## What you have to do
Rewrite the material below with every occurrence of "Curation task" changed to "Annotation task" and nothing else altered.

## Data shown
Start

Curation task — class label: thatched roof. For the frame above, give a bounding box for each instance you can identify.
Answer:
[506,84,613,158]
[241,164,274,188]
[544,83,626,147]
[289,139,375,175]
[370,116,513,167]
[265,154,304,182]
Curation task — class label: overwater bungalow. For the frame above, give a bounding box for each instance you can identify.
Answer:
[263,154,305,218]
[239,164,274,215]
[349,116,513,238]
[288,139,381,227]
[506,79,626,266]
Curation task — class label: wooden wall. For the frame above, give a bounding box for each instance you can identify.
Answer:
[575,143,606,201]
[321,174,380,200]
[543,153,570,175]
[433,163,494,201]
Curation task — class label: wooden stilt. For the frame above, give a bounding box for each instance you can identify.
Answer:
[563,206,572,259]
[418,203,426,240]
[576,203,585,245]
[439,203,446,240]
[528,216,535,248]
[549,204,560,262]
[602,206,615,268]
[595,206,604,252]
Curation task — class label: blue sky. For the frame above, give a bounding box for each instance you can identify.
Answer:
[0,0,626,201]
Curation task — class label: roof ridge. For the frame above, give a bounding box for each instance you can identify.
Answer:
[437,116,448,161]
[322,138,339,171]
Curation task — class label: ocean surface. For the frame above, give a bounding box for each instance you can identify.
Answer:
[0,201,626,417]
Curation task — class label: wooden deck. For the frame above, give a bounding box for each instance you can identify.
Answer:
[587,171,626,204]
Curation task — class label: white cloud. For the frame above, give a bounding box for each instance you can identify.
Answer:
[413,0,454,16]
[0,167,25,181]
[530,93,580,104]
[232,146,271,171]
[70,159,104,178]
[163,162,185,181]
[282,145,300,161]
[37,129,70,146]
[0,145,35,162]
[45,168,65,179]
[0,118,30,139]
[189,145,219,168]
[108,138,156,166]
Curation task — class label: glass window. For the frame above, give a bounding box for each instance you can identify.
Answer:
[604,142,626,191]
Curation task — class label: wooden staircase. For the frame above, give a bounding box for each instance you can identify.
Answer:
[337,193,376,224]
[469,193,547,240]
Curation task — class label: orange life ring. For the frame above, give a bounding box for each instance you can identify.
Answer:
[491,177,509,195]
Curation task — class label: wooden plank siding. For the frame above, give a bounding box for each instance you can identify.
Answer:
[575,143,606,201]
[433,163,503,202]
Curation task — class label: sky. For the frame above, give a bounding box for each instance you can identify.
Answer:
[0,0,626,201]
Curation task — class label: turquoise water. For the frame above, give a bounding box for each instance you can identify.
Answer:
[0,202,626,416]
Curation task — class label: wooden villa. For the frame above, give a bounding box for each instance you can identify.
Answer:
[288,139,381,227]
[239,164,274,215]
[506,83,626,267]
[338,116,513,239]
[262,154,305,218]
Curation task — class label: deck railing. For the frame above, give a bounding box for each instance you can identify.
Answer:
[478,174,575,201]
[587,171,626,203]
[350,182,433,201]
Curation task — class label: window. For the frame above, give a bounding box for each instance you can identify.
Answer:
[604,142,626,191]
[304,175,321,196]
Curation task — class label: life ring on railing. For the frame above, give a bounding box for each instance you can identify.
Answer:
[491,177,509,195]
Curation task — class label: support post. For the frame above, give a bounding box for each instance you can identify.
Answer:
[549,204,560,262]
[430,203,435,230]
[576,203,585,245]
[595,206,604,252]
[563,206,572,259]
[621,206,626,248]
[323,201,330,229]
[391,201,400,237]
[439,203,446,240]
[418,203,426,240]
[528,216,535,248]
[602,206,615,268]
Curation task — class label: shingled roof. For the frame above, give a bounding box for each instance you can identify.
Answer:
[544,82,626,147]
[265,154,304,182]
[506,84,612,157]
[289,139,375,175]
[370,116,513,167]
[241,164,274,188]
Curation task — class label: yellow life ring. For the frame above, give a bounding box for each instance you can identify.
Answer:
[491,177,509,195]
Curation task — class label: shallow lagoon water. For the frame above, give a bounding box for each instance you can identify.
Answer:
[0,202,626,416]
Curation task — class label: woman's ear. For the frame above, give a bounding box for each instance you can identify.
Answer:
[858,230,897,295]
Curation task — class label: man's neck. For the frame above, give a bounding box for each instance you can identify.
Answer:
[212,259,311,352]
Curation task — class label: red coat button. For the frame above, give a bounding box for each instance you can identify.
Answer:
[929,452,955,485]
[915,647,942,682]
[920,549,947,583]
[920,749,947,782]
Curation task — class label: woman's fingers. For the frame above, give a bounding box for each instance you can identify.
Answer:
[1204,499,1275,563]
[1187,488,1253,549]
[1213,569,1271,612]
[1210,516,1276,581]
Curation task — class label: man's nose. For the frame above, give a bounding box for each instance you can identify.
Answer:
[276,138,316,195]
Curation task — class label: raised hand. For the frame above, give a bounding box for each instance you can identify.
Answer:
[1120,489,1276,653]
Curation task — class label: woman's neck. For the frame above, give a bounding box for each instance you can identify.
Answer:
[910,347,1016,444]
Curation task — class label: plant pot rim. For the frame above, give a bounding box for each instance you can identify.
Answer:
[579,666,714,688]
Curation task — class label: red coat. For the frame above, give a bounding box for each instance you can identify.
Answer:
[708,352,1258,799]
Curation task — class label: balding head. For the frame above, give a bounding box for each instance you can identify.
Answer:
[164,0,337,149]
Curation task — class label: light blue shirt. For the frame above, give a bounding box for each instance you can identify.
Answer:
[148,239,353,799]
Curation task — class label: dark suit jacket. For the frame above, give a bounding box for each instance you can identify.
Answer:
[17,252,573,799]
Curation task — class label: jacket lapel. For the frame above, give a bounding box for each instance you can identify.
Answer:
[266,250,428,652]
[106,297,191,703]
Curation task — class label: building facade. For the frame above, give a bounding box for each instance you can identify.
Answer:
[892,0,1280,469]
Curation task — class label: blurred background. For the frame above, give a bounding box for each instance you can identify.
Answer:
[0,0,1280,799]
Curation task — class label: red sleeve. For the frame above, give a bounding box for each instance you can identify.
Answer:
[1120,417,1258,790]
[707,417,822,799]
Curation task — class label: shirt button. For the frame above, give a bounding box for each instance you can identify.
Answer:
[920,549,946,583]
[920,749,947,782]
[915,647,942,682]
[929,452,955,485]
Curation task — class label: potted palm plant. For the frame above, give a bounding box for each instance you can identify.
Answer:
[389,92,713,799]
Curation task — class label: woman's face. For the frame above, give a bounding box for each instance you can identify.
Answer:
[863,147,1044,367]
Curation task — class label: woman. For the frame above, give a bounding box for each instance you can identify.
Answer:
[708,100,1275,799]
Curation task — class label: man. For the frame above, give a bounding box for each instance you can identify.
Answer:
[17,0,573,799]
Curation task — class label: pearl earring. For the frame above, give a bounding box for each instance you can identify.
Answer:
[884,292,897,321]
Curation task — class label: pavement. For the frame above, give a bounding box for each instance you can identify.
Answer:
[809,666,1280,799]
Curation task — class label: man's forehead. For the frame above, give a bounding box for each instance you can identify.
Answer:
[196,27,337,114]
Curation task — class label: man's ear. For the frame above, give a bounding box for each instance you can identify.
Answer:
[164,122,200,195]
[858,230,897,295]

End

## Solution to the problem
Annotation task — class label: thatched roof. For the frame above, give a bounding box for each instance you can identify.
Answer:
[506,84,613,158]
[241,164,274,188]
[544,83,626,147]
[289,139,375,175]
[370,116,513,167]
[265,154,304,182]
Annotation task — class label: overwater bungalow. For the frame above, give a bounding box for each instance you can identify.
Answer:
[263,154,305,218]
[239,164,274,215]
[349,116,513,238]
[288,139,381,227]
[506,79,626,266]
Annotation task — class label: wooden wall. For the frame above, give a bounding box for each instance you can identify.
Answer:
[575,143,606,201]
[321,174,380,200]
[543,153,570,175]
[433,163,494,201]
Annotation task — class label: wooden stilt. For the frame above, give a bounding box for each instance you can identify.
Answer:
[563,206,572,259]
[418,203,426,240]
[576,203,585,245]
[439,203,446,240]
[528,216,535,248]
[549,204,560,262]
[602,206,615,268]
[595,206,604,252]
Annotation task — class label: blue sky. For the frame above, give a bounding box for each instance you can identify.
Answer:
[0,0,626,201]
Annotation task — class label: roof ridge. For the frame above, give a bounding box for each instance you can identify.
Answer:
[437,116,448,161]
[322,138,339,171]
Annotation task — class label: ocean surface. For the frame above, give a bounding box for each instance you can identify.
Answer:
[0,201,626,417]
Annotation task — class label: wooden deck. For the frame above, give a bounding box for each instance you can identify.
Answer:
[587,171,626,204]
Annotation task — class label: white cloud. For the frame above, give a bounding box for each instance you can identify.
Answer:
[413,0,454,16]
[0,167,25,181]
[530,93,580,104]
[232,146,271,171]
[70,159,104,178]
[163,162,185,181]
[282,145,300,161]
[37,129,70,146]
[0,145,35,162]
[45,168,65,179]
[0,118,30,139]
[189,145,219,168]
[108,138,156,166]
Annotation task — class label: glass window. For the frame above, give a bounding box for each instance you can identify.
Answer:
[604,142,626,191]
Annotation task — class label: wooden staircase. For the frame above, give a bounding box for each instance you can identify.
Answer:
[337,193,376,224]
[469,193,547,240]
Annotation task — class label: orange life ring. For the frame above, give a bounding box for each instance you can identify.
Answer:
[491,177,509,195]
Annotation task — class label: wooden plank siding. For the frame above, give a bounding box for each instance you can identify.
Answer:
[575,143,606,201]
[433,163,503,202]
Annotation task — class label: sky. For the frame above, give a bounding box for each instance you can identify.
Answer:
[0,0,626,201]
Annotation task — class label: turquoise water. For the frame above, give a bounding box for each instance you can identify.
Answer:
[0,202,626,416]
Annotation task — class label: wooden villa. For the frame above, give a bounding box for each instance you can identify.
Answer:
[288,139,381,227]
[239,164,274,215]
[506,83,626,267]
[338,116,513,239]
[262,154,305,218]
Annotation task — class label: deck railing. For the frame above, give a bounding box for each instance you can identify.
Answer:
[478,174,575,201]
[587,171,626,203]
[350,182,433,201]
Annotation task — class label: window. For the frame above, give a bounding box for each instance you can identify.
Answer:
[604,142,626,191]
[304,175,321,196]
Annotation task — class label: life ring on railing. For the frame above, give a bounding box for each instance you can identify.
Answer:
[491,177,509,195]
Annotation task — class label: support post. For the frame above, give a bounding box for each instance you can identify.
Answer:
[549,204,560,262]
[430,203,435,230]
[576,203,585,245]
[595,206,604,252]
[563,206,572,259]
[621,206,626,248]
[323,201,330,229]
[391,201,400,237]
[439,203,446,240]
[418,203,426,240]
[528,216,535,248]
[602,206,615,268]
Annotation task — class label: shingled roof. For the frame above, give a bounding box for each instance you can identify.
Answer:
[544,82,626,147]
[265,154,304,182]
[506,84,612,157]
[289,139,375,175]
[370,116,513,167]
[241,164,274,188]
Annotation task — class label: yellow life ring. For the frame above, give a bounding box for each instance you can identify.
Answer:
[491,177,509,195]
Annotation task — class label: shallow lagoon water. For the frame above, give a bounding box for each instance you can identify.
Answer:
[0,202,626,416]
Annotation task — class label: woman's ear. For the frame above, give a bounding box for each instance you can identify.
Answer:
[858,230,897,295]
Annotation task — class label: man's neck. For the frame above, give a bounding box for each instance you can identify.
Answer:
[212,259,311,352]
Annotation task — class label: red coat button. For the frame above, give a bounding box for each instance you can identify.
Answer:
[929,452,955,485]
[915,647,942,682]
[920,549,947,583]
[920,749,947,782]
Annotation task — class label: woman's fingers. For the frame above, give a bounding box for each instance you can identify.
Answer:
[1204,499,1275,563]
[1187,488,1253,549]
[1213,569,1271,612]
[1210,516,1276,581]
Annotation task — class label: man's nose. For the frame above, give a bounding box for each instance you can identify.
Answer:
[276,138,316,195]
Annotation task — class label: raised hand. For the frame above, give a bounding box for each instance you can identify.
Answer:
[1120,489,1276,653]
Annotation task — class label: woman's neck. For the frame above, give a bounding box for each instance you can identify.
Answer:
[910,347,1016,444]
Annotation task — class label: plant pot rim. For the frame above, give a bounding box for each instance you can identify.
Answer:
[579,666,714,688]
Annotation task — class label: red coat. For the frame above, give a bounding box for each instance you can identify.
Answer:
[708,352,1258,799]
Annotation task — class label: balding head. For the frame above, give a bounding box for each instance you can identify.
Answer:
[164,0,337,149]
Annotation task — class label: light blue shirt. For the frame above, give a bounding box for each instance you can identify.
Answer:
[148,239,353,799]
Annotation task — class label: dark suit jacket. For the frame above, give a bounding box for each instance you can identify.
Answer:
[17,252,573,799]
Annotation task — class label: jacket lapel. For the frame above, give a bounding box for each instance you can identify.
Answer:
[266,250,428,652]
[106,297,191,703]
Annotation task — class label: building facade. For the frame above, give a bounding box for each instance you can identify.
Answer:
[892,0,1280,469]
Annotation task — class label: blurred background. For the frame above, give a bounding box for each instance you can identify.
Answer:
[0,0,1280,799]
Annotation task — class label: red sleeve. For the frame above, give a bounding box for each instance you can identify.
Answer:
[1120,417,1258,790]
[707,417,822,799]
Annotation task — class label: shirt button. For the frame above, give a bounding box for each instance you can identify.
Answer:
[920,549,946,583]
[920,749,947,782]
[915,647,942,682]
[929,452,955,485]
Annotation task — class label: potted palm plant. For the frame above, give a bounding box for each instance you can identify.
Answer:
[389,92,713,799]
Annotation task — class label: woman's face. For the frame above, give a bounding box for each instance you can identify.
Answer:
[863,147,1044,367]
Annotation task — class label: woman. For the frame above, give a bounding box for each instance you can identify.
Answer:
[708,100,1275,799]
Annotation task — class label: man. For the frame above, give a bounding box for each instance you can identify.
Answer:
[17,0,573,799]
Annotation task — class label: pearl earring. For the frame above, give a bounding box for each instance you can identify.
Answer:
[884,292,897,321]
Annotation task — class label: pavement. For the frame above, give a bounding box for each instance you can identify.
Answer:
[809,666,1280,799]
Annotation task — class label: man's forehead. For the frame above, give a bounding box for each instance you can identify.
Answer:
[196,27,337,114]
Annotation task — class label: man's ear. For the frame above, give a bounding box for each instance you can identify.
Answer:
[164,122,200,195]
[858,230,897,295]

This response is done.